== What the task asks ==
Find every line in the listing below that contains the string "white", and copy each one.

== Material for this task ==

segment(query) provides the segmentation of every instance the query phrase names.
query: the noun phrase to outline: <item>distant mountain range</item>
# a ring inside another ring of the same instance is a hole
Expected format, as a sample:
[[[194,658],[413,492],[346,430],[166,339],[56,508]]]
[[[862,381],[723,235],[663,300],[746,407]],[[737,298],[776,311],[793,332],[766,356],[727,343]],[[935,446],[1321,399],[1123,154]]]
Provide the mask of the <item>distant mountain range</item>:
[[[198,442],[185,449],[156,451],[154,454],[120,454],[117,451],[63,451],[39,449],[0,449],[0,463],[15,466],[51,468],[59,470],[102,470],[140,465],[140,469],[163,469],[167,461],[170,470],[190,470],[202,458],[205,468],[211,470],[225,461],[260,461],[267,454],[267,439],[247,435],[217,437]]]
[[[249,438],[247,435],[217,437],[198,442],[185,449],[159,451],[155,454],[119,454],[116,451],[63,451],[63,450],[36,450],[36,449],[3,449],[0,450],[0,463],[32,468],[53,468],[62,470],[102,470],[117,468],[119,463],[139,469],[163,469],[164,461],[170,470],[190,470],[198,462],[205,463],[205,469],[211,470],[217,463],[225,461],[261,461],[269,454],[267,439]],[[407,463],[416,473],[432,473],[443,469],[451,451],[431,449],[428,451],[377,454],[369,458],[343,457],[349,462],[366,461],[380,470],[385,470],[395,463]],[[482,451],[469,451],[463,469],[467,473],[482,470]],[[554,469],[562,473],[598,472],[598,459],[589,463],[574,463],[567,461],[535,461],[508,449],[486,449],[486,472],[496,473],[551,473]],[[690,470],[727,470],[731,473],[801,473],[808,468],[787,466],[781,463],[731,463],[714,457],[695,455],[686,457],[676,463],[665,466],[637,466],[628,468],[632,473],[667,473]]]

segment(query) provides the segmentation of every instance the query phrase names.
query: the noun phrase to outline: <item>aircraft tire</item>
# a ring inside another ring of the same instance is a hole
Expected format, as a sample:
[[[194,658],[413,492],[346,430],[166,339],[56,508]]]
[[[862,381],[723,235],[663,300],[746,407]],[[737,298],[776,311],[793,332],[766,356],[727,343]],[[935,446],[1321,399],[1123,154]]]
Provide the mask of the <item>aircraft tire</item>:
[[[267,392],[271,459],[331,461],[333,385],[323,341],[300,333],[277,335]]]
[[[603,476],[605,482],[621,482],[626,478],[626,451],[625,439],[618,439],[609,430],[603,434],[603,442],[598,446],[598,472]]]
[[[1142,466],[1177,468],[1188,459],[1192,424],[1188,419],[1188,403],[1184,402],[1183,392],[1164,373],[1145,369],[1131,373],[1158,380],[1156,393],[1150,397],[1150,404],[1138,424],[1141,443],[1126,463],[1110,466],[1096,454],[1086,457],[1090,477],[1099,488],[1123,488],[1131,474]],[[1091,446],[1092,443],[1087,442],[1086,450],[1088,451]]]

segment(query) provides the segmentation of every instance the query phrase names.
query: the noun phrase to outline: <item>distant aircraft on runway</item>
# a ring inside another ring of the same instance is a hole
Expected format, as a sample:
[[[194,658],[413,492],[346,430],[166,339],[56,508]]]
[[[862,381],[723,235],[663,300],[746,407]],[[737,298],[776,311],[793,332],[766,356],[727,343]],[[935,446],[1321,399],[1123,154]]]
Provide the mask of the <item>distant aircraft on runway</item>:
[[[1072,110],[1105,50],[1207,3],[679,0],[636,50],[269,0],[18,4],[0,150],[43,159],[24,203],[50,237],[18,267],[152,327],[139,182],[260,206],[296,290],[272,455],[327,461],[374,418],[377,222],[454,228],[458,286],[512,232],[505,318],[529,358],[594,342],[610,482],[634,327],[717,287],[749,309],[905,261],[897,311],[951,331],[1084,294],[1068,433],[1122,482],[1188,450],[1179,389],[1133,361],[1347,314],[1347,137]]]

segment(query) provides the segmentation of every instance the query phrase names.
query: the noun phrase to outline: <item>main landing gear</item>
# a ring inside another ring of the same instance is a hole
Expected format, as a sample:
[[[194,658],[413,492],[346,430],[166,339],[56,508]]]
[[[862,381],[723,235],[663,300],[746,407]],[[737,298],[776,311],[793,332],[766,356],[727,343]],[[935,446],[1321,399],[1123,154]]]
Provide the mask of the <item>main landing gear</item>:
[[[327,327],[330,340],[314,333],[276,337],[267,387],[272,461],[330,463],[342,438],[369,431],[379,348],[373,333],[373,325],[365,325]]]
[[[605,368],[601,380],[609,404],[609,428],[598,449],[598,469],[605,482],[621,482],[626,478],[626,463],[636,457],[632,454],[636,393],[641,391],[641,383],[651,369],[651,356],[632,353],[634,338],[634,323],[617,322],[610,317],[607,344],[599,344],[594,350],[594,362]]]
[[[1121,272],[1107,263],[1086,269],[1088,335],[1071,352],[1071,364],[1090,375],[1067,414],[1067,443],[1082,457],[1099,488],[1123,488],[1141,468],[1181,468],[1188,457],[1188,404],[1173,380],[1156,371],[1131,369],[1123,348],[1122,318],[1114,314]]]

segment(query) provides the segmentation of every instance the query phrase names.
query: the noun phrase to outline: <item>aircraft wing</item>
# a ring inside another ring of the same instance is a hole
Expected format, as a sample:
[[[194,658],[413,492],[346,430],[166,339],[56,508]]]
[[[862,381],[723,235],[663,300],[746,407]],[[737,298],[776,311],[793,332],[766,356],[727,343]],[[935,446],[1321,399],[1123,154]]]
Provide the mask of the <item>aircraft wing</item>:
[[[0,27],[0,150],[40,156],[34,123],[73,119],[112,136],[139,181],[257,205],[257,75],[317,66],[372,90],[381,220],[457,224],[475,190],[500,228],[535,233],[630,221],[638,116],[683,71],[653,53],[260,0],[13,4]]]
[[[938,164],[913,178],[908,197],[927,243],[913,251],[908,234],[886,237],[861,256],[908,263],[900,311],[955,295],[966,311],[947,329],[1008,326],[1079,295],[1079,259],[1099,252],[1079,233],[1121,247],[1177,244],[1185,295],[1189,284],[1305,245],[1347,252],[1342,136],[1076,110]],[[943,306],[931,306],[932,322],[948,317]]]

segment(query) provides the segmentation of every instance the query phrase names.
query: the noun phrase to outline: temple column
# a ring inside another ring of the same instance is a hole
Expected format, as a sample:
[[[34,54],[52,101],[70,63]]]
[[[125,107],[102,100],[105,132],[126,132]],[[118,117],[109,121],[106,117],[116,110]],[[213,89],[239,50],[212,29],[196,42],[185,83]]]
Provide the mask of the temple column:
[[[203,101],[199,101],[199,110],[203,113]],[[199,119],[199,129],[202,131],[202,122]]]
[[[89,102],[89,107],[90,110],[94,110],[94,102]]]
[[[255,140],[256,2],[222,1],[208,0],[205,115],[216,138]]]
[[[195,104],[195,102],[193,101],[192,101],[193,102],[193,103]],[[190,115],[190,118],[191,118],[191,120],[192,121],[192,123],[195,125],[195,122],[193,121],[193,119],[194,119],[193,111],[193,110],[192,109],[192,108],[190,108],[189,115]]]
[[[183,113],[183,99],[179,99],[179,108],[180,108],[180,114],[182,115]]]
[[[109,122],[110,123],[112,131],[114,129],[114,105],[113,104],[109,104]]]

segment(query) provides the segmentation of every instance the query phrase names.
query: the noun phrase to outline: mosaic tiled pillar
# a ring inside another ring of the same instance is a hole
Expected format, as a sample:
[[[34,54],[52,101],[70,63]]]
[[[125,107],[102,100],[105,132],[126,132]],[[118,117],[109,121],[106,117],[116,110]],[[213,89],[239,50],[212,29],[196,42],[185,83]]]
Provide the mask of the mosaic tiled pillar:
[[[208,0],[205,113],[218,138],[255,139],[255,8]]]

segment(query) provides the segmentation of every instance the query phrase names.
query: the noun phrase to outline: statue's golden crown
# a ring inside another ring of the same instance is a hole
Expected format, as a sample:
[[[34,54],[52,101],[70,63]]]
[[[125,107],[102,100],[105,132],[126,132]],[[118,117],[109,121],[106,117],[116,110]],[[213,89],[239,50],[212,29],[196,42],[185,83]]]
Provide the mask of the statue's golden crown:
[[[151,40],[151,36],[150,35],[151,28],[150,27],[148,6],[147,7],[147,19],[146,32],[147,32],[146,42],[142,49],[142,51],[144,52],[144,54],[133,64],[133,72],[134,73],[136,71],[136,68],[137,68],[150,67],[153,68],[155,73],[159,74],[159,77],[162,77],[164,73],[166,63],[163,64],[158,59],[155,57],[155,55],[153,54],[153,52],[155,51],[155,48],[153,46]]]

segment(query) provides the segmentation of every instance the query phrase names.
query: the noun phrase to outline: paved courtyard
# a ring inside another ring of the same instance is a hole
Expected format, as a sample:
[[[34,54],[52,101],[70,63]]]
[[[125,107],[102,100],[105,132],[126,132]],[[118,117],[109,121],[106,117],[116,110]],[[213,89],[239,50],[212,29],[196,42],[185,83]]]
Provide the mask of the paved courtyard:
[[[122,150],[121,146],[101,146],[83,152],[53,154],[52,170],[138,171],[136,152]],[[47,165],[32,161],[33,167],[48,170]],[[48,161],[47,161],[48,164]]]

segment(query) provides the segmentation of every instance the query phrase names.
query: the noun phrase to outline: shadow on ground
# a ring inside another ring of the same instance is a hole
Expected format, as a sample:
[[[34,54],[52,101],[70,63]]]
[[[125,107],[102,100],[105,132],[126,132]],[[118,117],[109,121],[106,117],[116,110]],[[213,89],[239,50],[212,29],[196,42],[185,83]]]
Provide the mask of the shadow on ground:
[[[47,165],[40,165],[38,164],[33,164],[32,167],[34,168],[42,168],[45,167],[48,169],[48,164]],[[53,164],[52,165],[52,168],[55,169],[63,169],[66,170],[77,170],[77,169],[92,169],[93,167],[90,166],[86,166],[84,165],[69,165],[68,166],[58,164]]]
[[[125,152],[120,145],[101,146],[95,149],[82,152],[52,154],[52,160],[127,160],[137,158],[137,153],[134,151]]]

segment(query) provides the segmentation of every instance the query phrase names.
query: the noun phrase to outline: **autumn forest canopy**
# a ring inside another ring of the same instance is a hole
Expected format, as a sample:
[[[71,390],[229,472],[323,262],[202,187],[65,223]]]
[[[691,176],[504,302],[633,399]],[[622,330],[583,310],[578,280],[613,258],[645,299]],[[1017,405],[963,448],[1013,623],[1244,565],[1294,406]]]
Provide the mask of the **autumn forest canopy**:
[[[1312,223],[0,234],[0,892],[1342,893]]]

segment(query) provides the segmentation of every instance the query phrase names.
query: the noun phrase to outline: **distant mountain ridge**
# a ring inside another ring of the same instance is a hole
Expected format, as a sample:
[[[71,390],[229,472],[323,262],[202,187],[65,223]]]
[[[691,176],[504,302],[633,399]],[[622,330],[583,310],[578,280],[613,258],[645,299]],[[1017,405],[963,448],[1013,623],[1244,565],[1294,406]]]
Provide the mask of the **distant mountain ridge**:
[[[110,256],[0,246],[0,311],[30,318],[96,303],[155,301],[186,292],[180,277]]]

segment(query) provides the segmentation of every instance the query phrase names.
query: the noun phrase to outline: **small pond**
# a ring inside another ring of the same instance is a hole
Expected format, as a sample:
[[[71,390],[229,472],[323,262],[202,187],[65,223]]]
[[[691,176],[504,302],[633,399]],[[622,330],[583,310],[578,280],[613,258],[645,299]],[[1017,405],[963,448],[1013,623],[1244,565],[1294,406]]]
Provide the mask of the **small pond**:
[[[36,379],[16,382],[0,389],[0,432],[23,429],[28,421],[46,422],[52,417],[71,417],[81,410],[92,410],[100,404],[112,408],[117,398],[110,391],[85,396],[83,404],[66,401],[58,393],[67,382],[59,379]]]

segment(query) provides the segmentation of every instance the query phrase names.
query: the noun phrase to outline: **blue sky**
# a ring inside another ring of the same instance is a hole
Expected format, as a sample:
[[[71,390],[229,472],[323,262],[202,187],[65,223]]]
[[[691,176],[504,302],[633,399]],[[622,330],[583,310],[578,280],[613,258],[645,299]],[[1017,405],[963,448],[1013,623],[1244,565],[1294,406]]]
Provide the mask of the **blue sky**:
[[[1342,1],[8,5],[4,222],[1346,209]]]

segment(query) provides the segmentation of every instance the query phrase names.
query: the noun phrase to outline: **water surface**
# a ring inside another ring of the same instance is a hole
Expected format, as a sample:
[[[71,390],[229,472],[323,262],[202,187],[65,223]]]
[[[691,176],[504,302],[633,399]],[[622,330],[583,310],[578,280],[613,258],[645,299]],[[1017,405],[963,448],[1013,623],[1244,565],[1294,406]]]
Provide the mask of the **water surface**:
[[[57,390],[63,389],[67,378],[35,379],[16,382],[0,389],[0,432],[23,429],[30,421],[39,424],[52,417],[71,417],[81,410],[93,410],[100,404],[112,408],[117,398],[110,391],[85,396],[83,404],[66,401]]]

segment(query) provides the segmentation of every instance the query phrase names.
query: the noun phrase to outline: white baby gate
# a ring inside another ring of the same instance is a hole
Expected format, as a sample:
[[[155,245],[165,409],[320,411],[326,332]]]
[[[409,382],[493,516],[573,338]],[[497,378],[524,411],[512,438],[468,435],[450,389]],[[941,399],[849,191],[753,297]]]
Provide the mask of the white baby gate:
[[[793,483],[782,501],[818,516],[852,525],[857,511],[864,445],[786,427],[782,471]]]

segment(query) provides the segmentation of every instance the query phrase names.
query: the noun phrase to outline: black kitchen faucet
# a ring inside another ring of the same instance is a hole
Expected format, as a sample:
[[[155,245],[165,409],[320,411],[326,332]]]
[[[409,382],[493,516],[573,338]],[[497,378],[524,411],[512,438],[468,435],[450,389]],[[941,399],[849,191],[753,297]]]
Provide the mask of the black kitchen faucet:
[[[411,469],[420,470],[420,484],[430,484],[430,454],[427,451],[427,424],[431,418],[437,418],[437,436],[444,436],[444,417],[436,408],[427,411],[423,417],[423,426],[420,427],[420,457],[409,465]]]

== Expected answer ==
query: the noun phrase to outline: white baby gate
Provide the mask of the white baby gate:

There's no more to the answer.